**DATASET EXCERPTS**
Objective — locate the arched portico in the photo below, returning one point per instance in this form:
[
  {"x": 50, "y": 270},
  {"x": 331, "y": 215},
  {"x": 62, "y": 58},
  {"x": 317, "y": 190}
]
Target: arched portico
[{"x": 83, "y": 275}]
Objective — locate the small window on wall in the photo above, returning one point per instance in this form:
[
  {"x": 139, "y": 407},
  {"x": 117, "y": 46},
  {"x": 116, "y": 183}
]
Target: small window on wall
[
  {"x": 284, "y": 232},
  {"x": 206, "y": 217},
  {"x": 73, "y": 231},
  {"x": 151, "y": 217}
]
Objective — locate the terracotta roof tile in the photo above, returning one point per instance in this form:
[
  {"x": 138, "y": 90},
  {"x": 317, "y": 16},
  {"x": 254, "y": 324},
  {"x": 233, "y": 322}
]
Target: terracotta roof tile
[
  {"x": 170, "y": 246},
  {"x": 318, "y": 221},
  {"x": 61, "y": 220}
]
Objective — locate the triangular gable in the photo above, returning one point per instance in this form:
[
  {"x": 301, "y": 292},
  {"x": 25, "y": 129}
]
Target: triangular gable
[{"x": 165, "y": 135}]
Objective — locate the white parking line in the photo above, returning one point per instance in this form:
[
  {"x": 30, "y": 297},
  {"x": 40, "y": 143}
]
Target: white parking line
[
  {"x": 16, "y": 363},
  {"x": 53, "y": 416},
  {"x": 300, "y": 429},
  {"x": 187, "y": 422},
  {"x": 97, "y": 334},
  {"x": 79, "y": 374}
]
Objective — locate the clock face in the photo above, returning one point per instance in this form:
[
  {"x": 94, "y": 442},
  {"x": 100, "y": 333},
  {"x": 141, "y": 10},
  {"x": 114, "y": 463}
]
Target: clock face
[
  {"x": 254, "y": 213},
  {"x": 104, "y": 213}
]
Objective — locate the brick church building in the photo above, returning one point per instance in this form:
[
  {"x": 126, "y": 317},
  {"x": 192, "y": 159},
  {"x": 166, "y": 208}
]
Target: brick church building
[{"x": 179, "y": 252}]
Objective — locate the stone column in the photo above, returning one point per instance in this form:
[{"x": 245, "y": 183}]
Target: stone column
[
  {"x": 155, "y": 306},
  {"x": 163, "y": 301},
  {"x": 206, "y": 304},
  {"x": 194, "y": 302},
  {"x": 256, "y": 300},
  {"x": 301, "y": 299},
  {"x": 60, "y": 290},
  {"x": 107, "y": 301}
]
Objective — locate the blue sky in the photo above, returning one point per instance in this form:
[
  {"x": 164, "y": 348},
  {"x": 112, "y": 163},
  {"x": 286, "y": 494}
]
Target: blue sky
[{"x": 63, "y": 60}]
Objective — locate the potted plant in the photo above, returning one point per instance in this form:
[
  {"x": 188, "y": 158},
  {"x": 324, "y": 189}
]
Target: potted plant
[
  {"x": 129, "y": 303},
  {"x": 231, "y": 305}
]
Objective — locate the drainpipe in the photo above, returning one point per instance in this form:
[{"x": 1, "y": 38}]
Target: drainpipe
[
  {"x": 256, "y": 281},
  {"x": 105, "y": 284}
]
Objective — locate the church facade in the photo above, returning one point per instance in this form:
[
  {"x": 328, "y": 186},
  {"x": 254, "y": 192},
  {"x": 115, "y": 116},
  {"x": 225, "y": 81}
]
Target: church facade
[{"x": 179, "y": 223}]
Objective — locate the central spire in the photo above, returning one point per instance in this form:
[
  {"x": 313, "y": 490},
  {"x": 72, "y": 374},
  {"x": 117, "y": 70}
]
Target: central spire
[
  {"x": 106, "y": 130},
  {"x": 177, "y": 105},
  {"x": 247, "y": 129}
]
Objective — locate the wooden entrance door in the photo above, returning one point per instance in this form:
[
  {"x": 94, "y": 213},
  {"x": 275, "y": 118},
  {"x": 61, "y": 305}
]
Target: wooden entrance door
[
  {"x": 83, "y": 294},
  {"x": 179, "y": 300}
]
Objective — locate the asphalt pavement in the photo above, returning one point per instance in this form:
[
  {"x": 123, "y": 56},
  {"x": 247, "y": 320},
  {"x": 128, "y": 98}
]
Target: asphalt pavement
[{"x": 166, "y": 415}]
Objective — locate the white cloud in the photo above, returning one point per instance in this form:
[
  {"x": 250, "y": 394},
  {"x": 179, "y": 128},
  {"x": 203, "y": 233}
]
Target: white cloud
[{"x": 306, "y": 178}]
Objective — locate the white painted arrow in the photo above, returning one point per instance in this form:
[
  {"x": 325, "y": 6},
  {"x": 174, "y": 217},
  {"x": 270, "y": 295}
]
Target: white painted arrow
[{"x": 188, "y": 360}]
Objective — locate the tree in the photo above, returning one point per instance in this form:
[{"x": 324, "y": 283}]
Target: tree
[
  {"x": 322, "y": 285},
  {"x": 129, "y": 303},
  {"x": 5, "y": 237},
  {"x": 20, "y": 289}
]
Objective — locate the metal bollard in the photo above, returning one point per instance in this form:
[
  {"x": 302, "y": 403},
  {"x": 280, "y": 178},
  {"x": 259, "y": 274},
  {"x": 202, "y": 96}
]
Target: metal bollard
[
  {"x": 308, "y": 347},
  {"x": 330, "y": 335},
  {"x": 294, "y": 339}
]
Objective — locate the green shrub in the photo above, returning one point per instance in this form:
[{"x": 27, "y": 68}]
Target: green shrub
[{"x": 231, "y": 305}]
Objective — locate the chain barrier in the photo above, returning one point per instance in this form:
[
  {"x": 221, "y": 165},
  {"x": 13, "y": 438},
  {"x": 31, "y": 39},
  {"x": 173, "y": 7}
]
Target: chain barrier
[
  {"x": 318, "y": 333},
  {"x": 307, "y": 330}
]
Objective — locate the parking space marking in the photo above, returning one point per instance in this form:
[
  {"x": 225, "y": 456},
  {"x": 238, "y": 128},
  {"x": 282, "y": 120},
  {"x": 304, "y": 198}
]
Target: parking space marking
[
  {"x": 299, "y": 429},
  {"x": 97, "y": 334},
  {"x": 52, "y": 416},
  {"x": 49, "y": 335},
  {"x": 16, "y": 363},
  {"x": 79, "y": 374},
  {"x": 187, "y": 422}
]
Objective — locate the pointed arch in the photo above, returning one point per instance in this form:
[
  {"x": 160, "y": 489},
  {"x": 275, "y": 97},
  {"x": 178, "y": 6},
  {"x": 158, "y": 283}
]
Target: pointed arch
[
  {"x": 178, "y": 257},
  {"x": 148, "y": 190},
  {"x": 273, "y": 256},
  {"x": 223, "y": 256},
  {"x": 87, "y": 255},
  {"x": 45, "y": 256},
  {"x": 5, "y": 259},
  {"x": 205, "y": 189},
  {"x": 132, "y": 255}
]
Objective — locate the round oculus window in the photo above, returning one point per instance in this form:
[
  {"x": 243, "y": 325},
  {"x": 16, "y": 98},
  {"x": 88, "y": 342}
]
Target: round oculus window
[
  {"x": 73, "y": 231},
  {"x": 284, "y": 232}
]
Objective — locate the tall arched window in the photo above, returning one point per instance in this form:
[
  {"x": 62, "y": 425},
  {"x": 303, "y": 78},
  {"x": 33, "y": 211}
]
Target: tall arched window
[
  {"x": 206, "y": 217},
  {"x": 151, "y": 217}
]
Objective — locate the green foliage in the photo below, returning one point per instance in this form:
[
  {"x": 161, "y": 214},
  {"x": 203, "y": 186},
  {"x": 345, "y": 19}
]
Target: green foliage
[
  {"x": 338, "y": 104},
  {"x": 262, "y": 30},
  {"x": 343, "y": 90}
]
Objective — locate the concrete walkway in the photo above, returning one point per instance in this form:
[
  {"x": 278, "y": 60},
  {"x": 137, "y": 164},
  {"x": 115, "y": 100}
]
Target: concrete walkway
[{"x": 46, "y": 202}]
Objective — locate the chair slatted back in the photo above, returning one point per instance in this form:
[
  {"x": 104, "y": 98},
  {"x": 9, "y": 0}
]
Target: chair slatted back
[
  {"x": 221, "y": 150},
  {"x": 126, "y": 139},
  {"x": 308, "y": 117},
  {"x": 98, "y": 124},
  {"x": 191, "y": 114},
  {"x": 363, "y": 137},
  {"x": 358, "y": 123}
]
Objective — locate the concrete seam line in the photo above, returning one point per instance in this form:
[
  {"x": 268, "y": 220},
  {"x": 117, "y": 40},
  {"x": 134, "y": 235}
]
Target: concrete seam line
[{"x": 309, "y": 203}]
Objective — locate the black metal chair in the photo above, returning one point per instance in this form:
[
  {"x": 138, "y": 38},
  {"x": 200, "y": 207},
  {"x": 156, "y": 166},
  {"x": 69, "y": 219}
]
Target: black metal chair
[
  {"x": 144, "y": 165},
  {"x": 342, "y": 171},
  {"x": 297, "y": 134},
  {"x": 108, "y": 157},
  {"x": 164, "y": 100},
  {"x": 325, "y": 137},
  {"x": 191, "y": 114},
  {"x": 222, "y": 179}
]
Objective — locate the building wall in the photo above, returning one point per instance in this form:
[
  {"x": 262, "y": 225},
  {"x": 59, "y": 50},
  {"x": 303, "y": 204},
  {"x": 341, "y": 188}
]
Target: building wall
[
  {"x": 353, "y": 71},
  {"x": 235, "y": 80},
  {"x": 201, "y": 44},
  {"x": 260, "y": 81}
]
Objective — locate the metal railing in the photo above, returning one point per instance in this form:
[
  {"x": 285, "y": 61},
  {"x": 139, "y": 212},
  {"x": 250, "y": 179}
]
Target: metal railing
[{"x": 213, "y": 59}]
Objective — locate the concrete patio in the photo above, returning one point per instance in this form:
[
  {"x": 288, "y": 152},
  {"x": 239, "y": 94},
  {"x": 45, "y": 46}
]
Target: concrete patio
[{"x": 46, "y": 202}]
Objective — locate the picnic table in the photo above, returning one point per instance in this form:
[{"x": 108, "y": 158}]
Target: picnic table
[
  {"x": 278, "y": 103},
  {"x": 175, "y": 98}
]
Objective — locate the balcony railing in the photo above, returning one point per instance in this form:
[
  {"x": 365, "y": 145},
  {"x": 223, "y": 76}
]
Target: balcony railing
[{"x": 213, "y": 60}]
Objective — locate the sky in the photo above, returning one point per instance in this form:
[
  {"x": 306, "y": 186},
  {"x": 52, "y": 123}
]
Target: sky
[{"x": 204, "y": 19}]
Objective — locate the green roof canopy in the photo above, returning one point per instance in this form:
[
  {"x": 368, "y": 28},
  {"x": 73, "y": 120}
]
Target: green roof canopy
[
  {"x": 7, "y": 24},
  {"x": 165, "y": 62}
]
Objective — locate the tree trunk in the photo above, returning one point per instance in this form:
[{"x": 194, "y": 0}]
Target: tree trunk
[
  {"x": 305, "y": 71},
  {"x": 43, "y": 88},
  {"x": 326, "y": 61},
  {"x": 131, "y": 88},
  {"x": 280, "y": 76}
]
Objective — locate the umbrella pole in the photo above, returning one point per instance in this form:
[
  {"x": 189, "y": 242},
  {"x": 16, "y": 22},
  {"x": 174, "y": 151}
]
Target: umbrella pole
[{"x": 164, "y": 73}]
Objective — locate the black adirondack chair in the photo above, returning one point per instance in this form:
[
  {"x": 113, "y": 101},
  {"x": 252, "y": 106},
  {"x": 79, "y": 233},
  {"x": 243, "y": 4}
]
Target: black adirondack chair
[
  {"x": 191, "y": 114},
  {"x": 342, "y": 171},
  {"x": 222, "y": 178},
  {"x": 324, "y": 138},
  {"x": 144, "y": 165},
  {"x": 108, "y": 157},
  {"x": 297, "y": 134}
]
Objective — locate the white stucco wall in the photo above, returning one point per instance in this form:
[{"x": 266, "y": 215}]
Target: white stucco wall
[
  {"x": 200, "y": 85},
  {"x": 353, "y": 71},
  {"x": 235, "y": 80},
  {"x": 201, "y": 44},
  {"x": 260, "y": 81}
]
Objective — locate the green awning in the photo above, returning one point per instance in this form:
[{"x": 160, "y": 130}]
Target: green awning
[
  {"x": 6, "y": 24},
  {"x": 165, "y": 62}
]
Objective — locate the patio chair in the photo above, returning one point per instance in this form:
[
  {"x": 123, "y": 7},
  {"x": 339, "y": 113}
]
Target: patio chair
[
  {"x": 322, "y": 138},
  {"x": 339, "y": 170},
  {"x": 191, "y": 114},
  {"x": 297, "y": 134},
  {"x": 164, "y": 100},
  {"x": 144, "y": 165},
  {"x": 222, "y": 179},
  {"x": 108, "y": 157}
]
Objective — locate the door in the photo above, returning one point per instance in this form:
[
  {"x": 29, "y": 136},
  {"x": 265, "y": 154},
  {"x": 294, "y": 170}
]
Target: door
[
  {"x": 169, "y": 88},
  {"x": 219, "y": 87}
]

**ACTIVITY**
Identify the lines in the entries above that contain "below", then copy them out.

**TASK RESPONSE**
Objective — locate the arched portico in the photo below, returning one point per instance in this form:
Objective — locate the green foliage in the photo below, returning one point per instance in this form:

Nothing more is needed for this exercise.